Point placement records:
>>>
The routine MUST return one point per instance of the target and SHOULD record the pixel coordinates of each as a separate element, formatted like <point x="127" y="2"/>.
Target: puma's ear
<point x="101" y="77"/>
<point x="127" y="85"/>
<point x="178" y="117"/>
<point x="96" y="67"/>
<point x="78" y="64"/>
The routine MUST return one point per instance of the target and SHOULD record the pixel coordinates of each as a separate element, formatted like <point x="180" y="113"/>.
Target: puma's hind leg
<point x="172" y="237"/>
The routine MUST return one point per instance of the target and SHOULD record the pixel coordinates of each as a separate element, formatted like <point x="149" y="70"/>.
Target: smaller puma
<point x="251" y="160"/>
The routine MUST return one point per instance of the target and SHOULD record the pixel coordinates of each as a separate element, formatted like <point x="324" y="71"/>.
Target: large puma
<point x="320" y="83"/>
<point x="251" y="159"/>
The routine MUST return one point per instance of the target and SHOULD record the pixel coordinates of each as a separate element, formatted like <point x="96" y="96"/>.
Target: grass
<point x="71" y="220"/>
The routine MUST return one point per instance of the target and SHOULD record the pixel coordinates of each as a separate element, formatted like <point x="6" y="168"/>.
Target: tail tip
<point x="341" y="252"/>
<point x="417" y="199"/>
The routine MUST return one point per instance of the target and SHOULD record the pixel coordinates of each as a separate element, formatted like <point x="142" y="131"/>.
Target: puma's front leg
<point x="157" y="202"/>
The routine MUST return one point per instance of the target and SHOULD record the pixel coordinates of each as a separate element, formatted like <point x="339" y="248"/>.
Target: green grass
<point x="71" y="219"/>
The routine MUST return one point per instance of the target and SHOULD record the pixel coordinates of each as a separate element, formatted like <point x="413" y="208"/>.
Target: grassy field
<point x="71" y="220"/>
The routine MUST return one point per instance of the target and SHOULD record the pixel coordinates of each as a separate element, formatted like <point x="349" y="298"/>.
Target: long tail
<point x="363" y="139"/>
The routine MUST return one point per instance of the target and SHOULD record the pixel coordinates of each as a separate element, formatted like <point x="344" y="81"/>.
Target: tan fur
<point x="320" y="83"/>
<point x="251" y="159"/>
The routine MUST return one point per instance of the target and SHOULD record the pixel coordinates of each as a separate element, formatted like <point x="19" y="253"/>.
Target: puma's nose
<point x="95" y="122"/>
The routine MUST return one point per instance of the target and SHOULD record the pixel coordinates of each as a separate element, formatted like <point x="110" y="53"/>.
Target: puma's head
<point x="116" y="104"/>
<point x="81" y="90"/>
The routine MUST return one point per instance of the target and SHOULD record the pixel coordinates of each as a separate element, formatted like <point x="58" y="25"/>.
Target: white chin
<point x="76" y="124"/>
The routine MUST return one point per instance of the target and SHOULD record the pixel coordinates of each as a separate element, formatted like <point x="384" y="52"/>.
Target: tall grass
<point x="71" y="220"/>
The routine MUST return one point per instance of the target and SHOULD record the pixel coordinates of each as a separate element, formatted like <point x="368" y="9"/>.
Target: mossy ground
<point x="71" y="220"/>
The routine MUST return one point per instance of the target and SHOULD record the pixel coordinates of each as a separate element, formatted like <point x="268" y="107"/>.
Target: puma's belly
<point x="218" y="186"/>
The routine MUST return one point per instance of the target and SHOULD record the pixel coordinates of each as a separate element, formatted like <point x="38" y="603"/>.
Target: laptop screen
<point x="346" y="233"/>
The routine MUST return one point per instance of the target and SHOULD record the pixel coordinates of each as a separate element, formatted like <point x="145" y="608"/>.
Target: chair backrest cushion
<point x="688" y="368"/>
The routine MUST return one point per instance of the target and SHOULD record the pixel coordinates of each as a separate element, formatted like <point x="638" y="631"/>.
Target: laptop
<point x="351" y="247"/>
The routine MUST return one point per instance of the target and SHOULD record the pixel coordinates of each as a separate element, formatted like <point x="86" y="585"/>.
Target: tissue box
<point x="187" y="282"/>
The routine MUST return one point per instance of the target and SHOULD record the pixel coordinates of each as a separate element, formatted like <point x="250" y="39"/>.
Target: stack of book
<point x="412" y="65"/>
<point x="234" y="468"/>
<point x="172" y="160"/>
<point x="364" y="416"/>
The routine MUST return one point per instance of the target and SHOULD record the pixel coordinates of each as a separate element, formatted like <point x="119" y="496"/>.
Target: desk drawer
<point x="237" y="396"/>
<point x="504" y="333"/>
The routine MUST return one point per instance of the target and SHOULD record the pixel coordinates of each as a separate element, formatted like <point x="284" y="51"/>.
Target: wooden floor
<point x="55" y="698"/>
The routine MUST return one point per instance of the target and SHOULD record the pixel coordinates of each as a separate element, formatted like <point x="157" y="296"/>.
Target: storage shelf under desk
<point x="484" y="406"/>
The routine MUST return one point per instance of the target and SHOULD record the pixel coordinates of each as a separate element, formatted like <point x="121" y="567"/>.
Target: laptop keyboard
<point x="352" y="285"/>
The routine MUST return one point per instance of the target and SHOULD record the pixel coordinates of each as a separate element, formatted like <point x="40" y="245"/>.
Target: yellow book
<<<
--- EXERCISE DESCRIPTION ---
Exactly reproduce every line of the data above.

--- EXERCISE SOLUTION ---
The routine MUST return one point per instance of the target and SHOULD record the pixel coordinates of each as a separate element, formatted like <point x="127" y="2"/>.
Target: puma's ear
<point x="101" y="77"/>
<point x="127" y="85"/>
<point x="178" y="117"/>
<point x="96" y="67"/>
<point x="78" y="64"/>
The routine MUST return one point per instance of the target and SHOULD record the pixel coordinates of each as a separate element, formatted like <point x="180" y="113"/>.
Target: puma's hind leg
<point x="172" y="237"/>
The routine MUST return one point per instance of the target and SHOULD record the pixel coordinates of each as a separate element, formatted like <point x="149" y="70"/>.
Target: smaller puma
<point x="251" y="160"/>
The routine MUST return one point per instance of the target and SHOULD record the pixel coordinates of each as a separate element, formatted like <point x="324" y="71"/>.
Target: large puma
<point x="320" y="83"/>
<point x="251" y="159"/>
The routine MUST return one point per instance of the target and SHOULD record the pixel coordinates of each as a separate element, formatted like <point x="96" y="96"/>.
Target: grass
<point x="71" y="220"/>
The routine MUST return one point per instance of the target and SHOULD record the pixel coordinates of each as a separate element, formatted like <point x="6" y="168"/>.
Target: tail tip
<point x="341" y="252"/>
<point x="417" y="199"/>
The routine MUST return one point per instance of the target and SHOULD record the pixel coordinates of each as a separate element, formatted like <point x="142" y="131"/>.
Target: puma's front leg
<point x="157" y="202"/>
The routine MUST return one point per instance of the target and SHOULD record the pixel coordinates of each as a separate element, formatted like <point x="339" y="248"/>.
Target: green grass
<point x="71" y="219"/>
The routine MUST return one point per instance of the target and SHOULD record the pixel coordinates of each as a separate element, formatted like <point x="413" y="208"/>.
Target: grassy field
<point x="71" y="220"/>
The routine MUST return one point per instance of the target and SHOULD record the pixel coordinates of each as a separate element, formatted like <point x="349" y="298"/>.
Target: long tail
<point x="363" y="139"/>
The routine MUST return one point per instance of the target and SHOULD record the pixel coordinates of each as a separate element, formatted like <point x="344" y="81"/>.
Target: tan fur
<point x="320" y="83"/>
<point x="251" y="159"/>
The routine MUST return one point per instance of the target and SHOULD record the pixel coordinates of each as a separate element, formatted like <point x="19" y="253"/>.
Target: puma's nose
<point x="95" y="122"/>
The routine MUST return one point per instance of the target and SHOULD record the pixel coordinates of each as a separate element, formatted like <point x="110" y="53"/>.
Target: puma's head
<point x="116" y="104"/>
<point x="81" y="90"/>
The routine MUST return one point per instance of the target and SHOULD record the pixel coordinates of each as a separate element, formatted like <point x="58" y="25"/>.
Target: white chin
<point x="76" y="124"/>
The routine MUST return one point per instance of the target and SHOULD record the pixel coordinates of each as a separate element, formatted like <point x="384" y="52"/>.
Target: tall grass
<point x="71" y="220"/>
The routine MUST return one point per instance of the target and SHOULD record the pixel coordinates of each as a separate element, formatted like <point x="368" y="9"/>.
Target: mossy ground
<point x="71" y="220"/>
The routine MUST return one point per instance of the target and SHOULD record the pixel coordinates of each as a separate element, formatted like <point x="268" y="107"/>.
Target: puma's belly
<point x="218" y="186"/>
The routine MUST return one point per instance of the target and SHOULD record the pixel coordinates of each as a separate element, formatted like <point x="38" y="603"/>.
Target: laptop screen
<point x="346" y="233"/>
The routine MUST return one point per instance of the target and SHOULD record the pixel coordinates of each as a separate element, formatted like <point x="145" y="608"/>.
Target: chair backrest cushion
<point x="688" y="368"/>
The routine MUST return one point per instance of the target and SHOULD record the pixel coordinates of each as a separate element, formatted like <point x="638" y="631"/>.
Target: laptop
<point x="351" y="247"/>
The routine MUST return one point per instance of the target and SHOULD record the pixel coordinates of each as a separate element, formatted like <point x="86" y="585"/>.
Target: tissue box
<point x="187" y="282"/>
The routine MUST return one point per instance of the target and SHOULD record the pixel coordinates of each as a separate element, formatted like <point x="250" y="39"/>.
Target: stack of book
<point x="412" y="65"/>
<point x="234" y="468"/>
<point x="172" y="160"/>
<point x="364" y="416"/>
The routine MUST return one point per instance of the target and SHOULD record the pixel coordinates of each as a separate element, formatted like <point x="119" y="496"/>.
Target: desk drawer
<point x="237" y="396"/>
<point x="504" y="333"/>
The routine MUST return one point per instance of the target and SHOULD record the pixel coordinates of each as a separate element, formatted like <point x="284" y="51"/>.
Target: wooden floor
<point x="55" y="698"/>
The routine MUST return one point per instance of the target and SHOULD record the pixel coordinates of each as a separate element, formatted like <point x="157" y="296"/>.
Target: storage shelf under desk
<point x="484" y="406"/>
The routine MUST return one point per instance of the target and SHOULD record the pixel coordinates of each as a separate element, formatted like <point x="121" y="567"/>.
Target: laptop keyboard
<point x="352" y="285"/>
The routine MUST return one point per instance of the target and SHOULD record the pixel coordinates of each as a separate element, formatted like <point x="40" y="245"/>.
Target: yellow book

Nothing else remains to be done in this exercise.